#### DATA SHOWN:
>>>>>

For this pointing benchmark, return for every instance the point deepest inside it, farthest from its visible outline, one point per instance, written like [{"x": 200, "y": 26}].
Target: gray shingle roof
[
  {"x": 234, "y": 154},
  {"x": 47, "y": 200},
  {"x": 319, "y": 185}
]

<<<<<

#### OBJECTIVE:
Copy the listing above line for line, with no changes.

#### RESULT OF THIS TASK:
For this pointing benchmark, return for every instance the point deepest inside it, farthest from its visible outline, one point per instance, written like [{"x": 200, "y": 26}].
Target: gray shingle roof
[
  {"x": 234, "y": 154},
  {"x": 47, "y": 200},
  {"x": 319, "y": 185}
]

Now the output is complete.